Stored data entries
------------------------------------
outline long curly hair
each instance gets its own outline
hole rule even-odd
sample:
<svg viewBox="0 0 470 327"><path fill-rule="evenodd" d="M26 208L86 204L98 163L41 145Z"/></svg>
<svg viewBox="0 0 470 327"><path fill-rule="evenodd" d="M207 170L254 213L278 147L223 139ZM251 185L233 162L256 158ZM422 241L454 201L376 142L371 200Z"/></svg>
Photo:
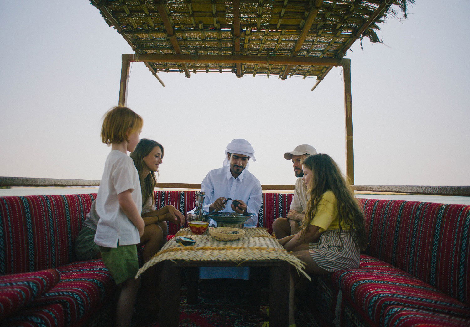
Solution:
<svg viewBox="0 0 470 327"><path fill-rule="evenodd" d="M340 230L342 230L343 225L356 245L364 249L367 244L364 215L354 192L336 163L328 155L321 153L309 156L304 159L302 164L312 172L312 180L308 184L310 200L307 204L302 227L308 230L323 194L331 191L337 199Z"/></svg>
<svg viewBox="0 0 470 327"><path fill-rule="evenodd" d="M142 139L135 147L135 149L133 151L130 156L134 161L134 164L139 173L139 178L141 179L141 190L142 192L142 203L145 203L149 198L152 197L152 204L153 204L153 191L157 185L157 178L155 173L150 171L150 173L143 179L141 177L145 163L144 162L144 157L149 155L155 147L159 147L162 150L162 159L164 154L165 150L163 146L158 142L148 139ZM157 171L160 177L160 173Z"/></svg>

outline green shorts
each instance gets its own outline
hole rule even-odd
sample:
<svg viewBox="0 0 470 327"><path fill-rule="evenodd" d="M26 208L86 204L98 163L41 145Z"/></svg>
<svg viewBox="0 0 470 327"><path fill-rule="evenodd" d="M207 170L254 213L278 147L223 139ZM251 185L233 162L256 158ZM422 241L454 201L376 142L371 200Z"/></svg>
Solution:
<svg viewBox="0 0 470 327"><path fill-rule="evenodd" d="M101 257L115 281L119 285L134 278L139 270L137 247L135 244L118 245L117 248L100 246Z"/></svg>
<svg viewBox="0 0 470 327"><path fill-rule="evenodd" d="M80 230L75 239L75 255L77 259L92 260L100 253L100 247L94 242L96 233L95 230L86 226L84 226Z"/></svg>

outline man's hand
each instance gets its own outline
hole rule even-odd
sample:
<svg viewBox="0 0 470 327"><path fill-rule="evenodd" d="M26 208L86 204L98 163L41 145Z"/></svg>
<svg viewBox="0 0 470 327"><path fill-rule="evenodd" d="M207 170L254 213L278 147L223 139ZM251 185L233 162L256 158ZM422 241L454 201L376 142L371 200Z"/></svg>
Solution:
<svg viewBox="0 0 470 327"><path fill-rule="evenodd" d="M143 220L142 219L142 221ZM139 238L141 238L142 235L144 234L144 228L145 228L145 225L143 226L137 227L137 230L139 231Z"/></svg>
<svg viewBox="0 0 470 327"><path fill-rule="evenodd" d="M287 218L287 219L292 219L292 220L300 221L304 219L304 216L305 215L303 213L299 213L295 210L289 210L289 212L287 213L287 217L286 218Z"/></svg>
<svg viewBox="0 0 470 327"><path fill-rule="evenodd" d="M234 206L233 204L230 204L230 206L234 211L237 213L245 213L246 212L246 203L241 200L234 200L233 201L238 201L240 202L240 204L236 207Z"/></svg>
<svg viewBox="0 0 470 327"><path fill-rule="evenodd" d="M289 211L287 213L287 217L286 218L288 219L292 219L298 213L298 212L295 210L291 209L290 210L289 210Z"/></svg>
<svg viewBox="0 0 470 327"><path fill-rule="evenodd" d="M166 207L168 212L165 215L165 220L178 226L184 225L186 219L183 214L172 205L168 205Z"/></svg>
<svg viewBox="0 0 470 327"><path fill-rule="evenodd" d="M212 211L219 211L225 209L225 204L224 203L224 202L226 200L227 200L227 199L223 197L221 197L214 201L214 203L210 205L209 207L210 212L212 212Z"/></svg>

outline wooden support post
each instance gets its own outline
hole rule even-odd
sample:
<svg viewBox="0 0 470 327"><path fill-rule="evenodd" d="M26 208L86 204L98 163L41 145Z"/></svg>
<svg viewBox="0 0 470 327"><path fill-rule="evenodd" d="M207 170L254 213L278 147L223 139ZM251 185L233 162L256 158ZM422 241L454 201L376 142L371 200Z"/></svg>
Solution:
<svg viewBox="0 0 470 327"><path fill-rule="evenodd" d="M351 98L351 60L344 58L343 75L345 79L345 125L346 128L346 176L354 185L354 148L352 140L352 102Z"/></svg>
<svg viewBox="0 0 470 327"><path fill-rule="evenodd" d="M240 55L240 0L234 1L234 42L235 54ZM242 77L242 64L236 64L236 77Z"/></svg>
<svg viewBox="0 0 470 327"><path fill-rule="evenodd" d="M121 56L121 83L119 88L119 105L126 106L127 103L127 85L129 84L129 73L131 62L134 61L133 54L123 54Z"/></svg>

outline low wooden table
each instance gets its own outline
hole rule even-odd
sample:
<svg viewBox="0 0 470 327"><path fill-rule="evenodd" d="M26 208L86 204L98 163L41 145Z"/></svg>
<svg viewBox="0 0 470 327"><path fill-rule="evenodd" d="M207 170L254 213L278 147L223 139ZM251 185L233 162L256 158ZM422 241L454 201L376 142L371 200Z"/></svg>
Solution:
<svg viewBox="0 0 470 327"><path fill-rule="evenodd" d="M192 234L188 229L179 232L179 235ZM293 262L298 266L296 261L298 259L285 251L265 229L244 230L247 232L244 237L230 242L217 241L211 236L194 235L191 237L196 240L196 244L191 247L183 247L174 240L170 240L141 269L143 271L146 266L156 263L161 265L161 326L178 326L182 267L194 268L190 270L188 283L196 286L198 267L235 266L268 267L269 325L271 327L289 325L290 267ZM188 303L196 303L197 287L188 288Z"/></svg>

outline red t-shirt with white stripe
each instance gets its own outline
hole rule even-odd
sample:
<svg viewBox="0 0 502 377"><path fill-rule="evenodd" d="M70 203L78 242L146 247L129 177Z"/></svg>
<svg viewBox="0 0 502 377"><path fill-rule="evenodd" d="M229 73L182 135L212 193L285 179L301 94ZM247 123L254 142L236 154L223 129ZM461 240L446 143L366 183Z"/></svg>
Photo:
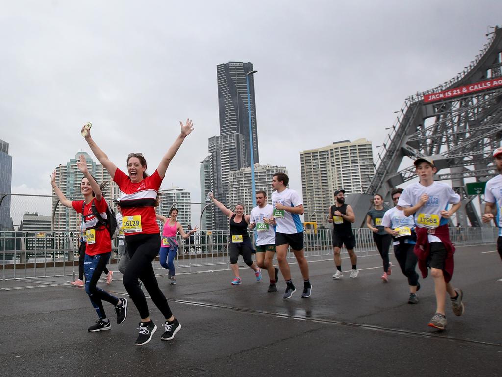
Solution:
<svg viewBox="0 0 502 377"><path fill-rule="evenodd" d="M120 191L124 235L159 233L155 205L162 178L157 169L143 180L134 182L129 175L117 168L113 180Z"/></svg>
<svg viewBox="0 0 502 377"><path fill-rule="evenodd" d="M84 203L83 200L74 201L71 202L71 206L77 212L82 213L82 206ZM85 253L91 256L111 251L111 240L110 239L110 233L108 229L104 226L100 226L99 228L95 228L97 226L98 222L97 219L92 214L92 210L91 209L93 203L96 207L96 211L105 220L107 219L106 208L108 207L108 204L104 198L99 201L96 200L95 198L93 198L90 203L84 206L82 221L84 222L84 232L85 232L87 239Z"/></svg>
------------------------------------
TASK DESCRIPTION
Reproduce the material above word for word, from its first line through the line containing "230L75 239L75 255L77", including that line. Leave out the pictures.

RESULT
outline long curly hair
each instance gets its own outline
hole rule even-odd
sample:
<svg viewBox="0 0 470 327"><path fill-rule="evenodd" d="M26 208L86 204L98 163L41 145Z"/></svg>
<svg viewBox="0 0 470 327"><path fill-rule="evenodd" d="M207 170L254 213L278 147L223 139ZM251 185L233 162L256 158ZM422 241L454 201L376 142L371 200Z"/></svg>
Photo:
Solution:
<svg viewBox="0 0 470 327"><path fill-rule="evenodd" d="M340 230L342 230L343 225L356 245L364 249L367 244L364 215L354 192L336 163L328 155L321 153L309 156L304 159L302 164L312 172L312 180L308 184L310 200L307 204L302 227L308 230L323 194L331 191L337 199Z"/></svg>
<svg viewBox="0 0 470 327"><path fill-rule="evenodd" d="M142 139L135 147L135 149L133 151L130 156L134 161L134 164L139 173L139 178L141 179L141 190L142 192L142 203L145 203L149 198L152 197L152 204L153 204L153 191L157 185L157 178L155 173L150 171L150 173L143 179L141 177L145 163L144 162L144 157L149 155L155 147L159 147L162 150L162 159L164 154L165 150L163 146L158 142L148 139ZM157 171L160 177L160 173Z"/></svg>

outline green shorts
each instance gets its own outline
hole rule even-odd
sample:
<svg viewBox="0 0 470 327"><path fill-rule="evenodd" d="M26 208L86 204L98 163L41 145Z"/></svg>
<svg viewBox="0 0 470 327"><path fill-rule="evenodd" d="M207 170L254 213L278 147L223 139ZM251 185L233 162L256 158ZM422 241L454 201L376 142L371 200Z"/></svg>
Solution:
<svg viewBox="0 0 470 327"><path fill-rule="evenodd" d="M101 257L115 281L119 285L134 278L139 270L137 247L135 244L118 245L117 248L100 246Z"/></svg>
<svg viewBox="0 0 470 327"><path fill-rule="evenodd" d="M80 230L75 239L75 255L77 259L92 260L100 253L100 247L94 242L96 233L95 230L86 226L84 226Z"/></svg>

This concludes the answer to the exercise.